__Quoted passage__.
· · · · ·

The trigger for Abbott's section 18C repeal lies in the judgment by judge Mordecai Bromberg against Bolt after action taken by a number of indigenous people whom he offended. Bromberg, in effect, exposed the weakness of the "free speech" exemptions in relation to the RDA.
You might think this law is designed to prevent race hate and is restricted to this goal. But that's wrong. It makes behaviour unlawful in a racial context where it is likely to "offend, insult, humiliate or intimidate". This is an extraordinarily low threshold and subjective test.
Abbott rejects such "hurt feelings" law. Opposition legal spokesman George Brandis has called it a "grotesque limitation on ordinary political discourse".
The purpose is to promote tolerance in a multicultural society by imposing restrictions on individual discretion. This is a Labor law dating back to 1995. It is a Labor value and Labor defends the provision that gave rise to the Bromberg decision.
Yet such restrictions run far beyond what is required, for example, to protect Jewish, Aboriginal or Muslim communities from racial hatred. As Abbott made clear, the issue is not Bolt. Indeed, on grounds of journalistic professionalism his article should never have been published. The judgment, however, went against Bolt because his articles were written in an inflammatory language that "failed to honour the values asserted by the RDA".
In his rebuttal Abbott said: "Expression or advocacy should never be unlawful merely because it is offensive. If it's all right for David Marr, for instance, to upset conservative Christians in his attempt to have them see the error of their ways, why is it not all right for Andrew Bolt to upset activist Aboriginals to the same end?" Abbott quoted the missive by Robert Menzies that free speech is hard - it is a conception "which is not born with us but which we must painfully acquire".
The truth is that progressive political values are being transformed. Once progressives would have endorsed Voltaire (defending to the death your right to say it) but no longer. This value is subjugated to the new gospel that your speech must reflect progressive values and beliefs as part of legislating desired social behaviour and respect for human rights. Abbott's argument that Australians want freedom to be "obnoxious and objectionable" violates this tenet yet is closer to popular sentiment.

· · · · ·

[Data items]
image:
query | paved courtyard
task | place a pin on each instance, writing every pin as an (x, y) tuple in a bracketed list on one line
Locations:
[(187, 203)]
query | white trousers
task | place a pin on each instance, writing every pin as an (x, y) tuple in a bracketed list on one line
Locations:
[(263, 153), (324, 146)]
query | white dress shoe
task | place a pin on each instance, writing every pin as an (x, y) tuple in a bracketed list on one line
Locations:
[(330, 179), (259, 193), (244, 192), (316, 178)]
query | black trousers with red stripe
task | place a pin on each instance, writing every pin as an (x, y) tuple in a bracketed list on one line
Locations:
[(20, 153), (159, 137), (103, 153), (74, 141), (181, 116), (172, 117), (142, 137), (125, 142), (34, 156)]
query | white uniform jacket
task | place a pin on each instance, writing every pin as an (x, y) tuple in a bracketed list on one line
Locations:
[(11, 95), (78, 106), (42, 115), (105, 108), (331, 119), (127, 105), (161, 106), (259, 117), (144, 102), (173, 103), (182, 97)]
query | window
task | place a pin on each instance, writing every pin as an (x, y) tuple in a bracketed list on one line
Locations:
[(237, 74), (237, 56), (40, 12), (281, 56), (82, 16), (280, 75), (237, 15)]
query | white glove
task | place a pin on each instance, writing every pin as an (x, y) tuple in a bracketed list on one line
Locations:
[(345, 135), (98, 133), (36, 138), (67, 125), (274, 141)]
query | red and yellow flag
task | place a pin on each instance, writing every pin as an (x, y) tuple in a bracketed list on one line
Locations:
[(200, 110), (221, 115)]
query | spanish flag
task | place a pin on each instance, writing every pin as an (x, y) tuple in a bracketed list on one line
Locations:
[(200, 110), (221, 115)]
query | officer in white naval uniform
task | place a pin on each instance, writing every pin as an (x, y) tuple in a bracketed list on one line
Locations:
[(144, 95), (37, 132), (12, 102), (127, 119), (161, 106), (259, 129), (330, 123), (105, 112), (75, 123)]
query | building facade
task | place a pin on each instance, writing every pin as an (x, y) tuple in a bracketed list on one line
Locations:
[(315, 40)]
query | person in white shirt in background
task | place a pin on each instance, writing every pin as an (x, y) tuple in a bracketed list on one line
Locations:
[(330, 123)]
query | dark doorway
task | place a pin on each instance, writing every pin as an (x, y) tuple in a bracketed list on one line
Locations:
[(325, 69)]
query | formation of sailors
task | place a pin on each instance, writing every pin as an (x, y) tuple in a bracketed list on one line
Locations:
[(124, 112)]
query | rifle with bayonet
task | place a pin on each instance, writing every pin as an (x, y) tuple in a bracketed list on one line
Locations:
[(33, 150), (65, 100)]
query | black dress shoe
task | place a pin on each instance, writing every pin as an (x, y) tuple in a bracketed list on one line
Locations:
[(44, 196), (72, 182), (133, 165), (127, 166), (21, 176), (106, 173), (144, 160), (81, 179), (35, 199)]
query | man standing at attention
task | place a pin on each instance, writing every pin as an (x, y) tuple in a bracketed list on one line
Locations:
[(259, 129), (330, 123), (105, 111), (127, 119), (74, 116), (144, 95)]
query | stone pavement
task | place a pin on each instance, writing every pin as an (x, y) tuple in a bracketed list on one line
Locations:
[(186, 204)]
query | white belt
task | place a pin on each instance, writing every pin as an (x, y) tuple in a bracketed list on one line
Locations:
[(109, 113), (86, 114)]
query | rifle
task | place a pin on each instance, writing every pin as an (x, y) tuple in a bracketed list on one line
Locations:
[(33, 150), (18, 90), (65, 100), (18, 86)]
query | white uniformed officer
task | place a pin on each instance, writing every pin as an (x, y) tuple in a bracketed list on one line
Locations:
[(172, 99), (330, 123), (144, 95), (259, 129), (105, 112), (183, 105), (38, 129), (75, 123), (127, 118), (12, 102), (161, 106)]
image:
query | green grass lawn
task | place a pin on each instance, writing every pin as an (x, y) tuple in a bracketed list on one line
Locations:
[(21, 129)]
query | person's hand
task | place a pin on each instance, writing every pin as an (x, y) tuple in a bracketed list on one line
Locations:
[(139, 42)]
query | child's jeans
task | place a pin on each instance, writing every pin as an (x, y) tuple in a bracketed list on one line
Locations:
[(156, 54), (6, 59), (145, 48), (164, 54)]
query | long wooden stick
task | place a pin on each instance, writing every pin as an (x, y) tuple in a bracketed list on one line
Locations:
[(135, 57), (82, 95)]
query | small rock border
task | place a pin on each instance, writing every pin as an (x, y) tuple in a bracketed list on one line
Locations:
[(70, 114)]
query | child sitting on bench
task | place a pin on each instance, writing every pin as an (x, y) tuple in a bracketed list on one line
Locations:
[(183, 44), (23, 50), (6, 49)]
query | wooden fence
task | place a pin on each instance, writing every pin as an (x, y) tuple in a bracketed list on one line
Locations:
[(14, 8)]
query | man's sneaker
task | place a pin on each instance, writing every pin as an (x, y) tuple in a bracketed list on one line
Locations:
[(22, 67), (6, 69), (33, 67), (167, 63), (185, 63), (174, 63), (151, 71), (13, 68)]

· · · · ·

__Questions to answer__.
a. In the commentary on section 18C, why did the judgment go against Bolt?
b. Rewrite the stretch of the commentary on section 18C from "The truth is" through "to popular sentiment.", swapping "gospel" for "creed".

__Responses per task__.
a. The judgment went against Bolt because his articles were written in inflammatory language. That language "failed to honour the values asserted by the RDA".

b.
The truth is that progressive political values are being transformed. Once progressives would have endorsed Voltaire (defending to the death your right to say it) but no longer. This value is subjugated to the new creed that your speech must reflect progressive values and beliefs as part of legislating desired social behaviour and respect for human rights. Abbott's argument that Australians want freedom to be "obnoxious and objectionable" violates this tenet yet is closer to popular sentiment.